TEXTE

⁂

Saint Thomas d'Aquin
1293. Après avoir montré la puissance illuminative de son enseignement par la parole , le Seigneur confirme maintenant cette puissance par un acte, en donnant la lumière du corps à un aveugle. Dans cette illumination de l’aveugle nous est montrée d’abord l’infirmité , puis sa guérison , puis la discussion des Juifs au sujet de cette guérison .

En ce qui concerne l’infirmité, on commence par l’exposer , puis on en cherche la cause .

1294. Au sujet du premier point, il faut savoir que Jésus, se cachant et s’éloignant du Temple, vit en passant cet aveugle. C’est ce que dit l’Evangéliste ET EN PASSANT, JÉSUS VIT UN HOMME AVEUGLE DEPUIS SA NAISSANCE. Trois choses sont à considérer ici . Jésus passait d’abord afin de se dérober à la fureur des Juifs — N’attise pas les braises des pécheurs en les reprenant, et tu ne seras pas dévoré par la flamme du feu de ces pécheurs . Ensuite pour adoucir la dureté des Juifs, provoquée par le miracle accompli et par celui qui allait être fait — Si je n'avais pas fait parmi eux des œuvres que personne d’autre n'a faites, ils n'auraient pas de péché Enfin pour confirmer ses paroles par l’accomplissement d’un signe. En effet, les actes du Seigneur produisent la foi à ce qui a été dit par lui — Et ceux-ci partirent prêcher partout, le Seigneur coopérant et confirmant la parole par les signes qui l’accompagnaient .

Au sens mystique, selon Augustin, "c’est le genre humain qui est cet aveugle", car le péché est une cécité spirituelle — Leur malice les a aveuglés . Et cet aveugle est bien aveugle depuis sa naissance, parce qu’il traîne le péché depuis son origine . En effet par le péché cette cécité a frappé le premier homme, dont nous avons tous tiré notre origine. "Vous étiez par nature," c’est-à-dire par l’origine naturelle, fils de la colère

1295. Par ces paroles, l’Évangéliste aborde la cause de l’infirmité. D’abord cette cause est recherchée par les disciples , puis elle est manifestée par le Christ .

1296. En ce qui concerne la cause de l’infirmité, trois choses sont à chercher. D’abord la cause [qui a poussé] les disciples à interroger le Christ. Selon Chrysostome c’est que Jésus, sortant du Temple et voyant cet aveugle, le regarda avec une très grande attention, comme s’il trouvait en lui matière à exercer sa puissance; si bien que les disciples, le voyant regarder attentivement l’aveugle, furent poussés à l’interroger.

⁂

DONNÉES FOURNIES
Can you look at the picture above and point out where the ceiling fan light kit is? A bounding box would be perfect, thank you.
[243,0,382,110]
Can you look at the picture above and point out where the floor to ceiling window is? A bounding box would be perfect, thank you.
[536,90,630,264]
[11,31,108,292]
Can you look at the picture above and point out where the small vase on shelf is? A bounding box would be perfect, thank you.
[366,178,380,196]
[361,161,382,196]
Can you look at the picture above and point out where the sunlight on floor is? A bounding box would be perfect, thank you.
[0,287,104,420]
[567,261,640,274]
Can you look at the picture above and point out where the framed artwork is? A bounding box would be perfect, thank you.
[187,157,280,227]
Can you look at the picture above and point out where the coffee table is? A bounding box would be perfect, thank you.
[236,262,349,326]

⁂

CONSIGNE 1
Dans le commentaire sur l'aveugle de naissance, à qui est attribuée l'idée que le genre humain est cet aveugle ?
CONSIGNE 2
Recopiez mot pour mot le passage du commentaire sur l'aveugle de naissance qui commence par les mots contenant « 1296. En ce » et se termine par « poussés à l’interroger. ».

RÉPONSE ATTENDUE 1
À Augustin.

RÉPONSE ATTENDUE 2
1296. En ce qui concerne la cause de l’infirmité, trois choses sont à chercher. D’abord la cause [qui a poussé] les disciples à interroger le Christ. Selon Chrysostome c’est que Jésus, sortant du Temple et voyant cet aveugle, le regarda avec une très grande attention, comme s’il trouvait en lui matière à exercer sa puissance; si bien que les disciples, le voyant regarder attentivement l’aveugle, furent poussés à l’interroger.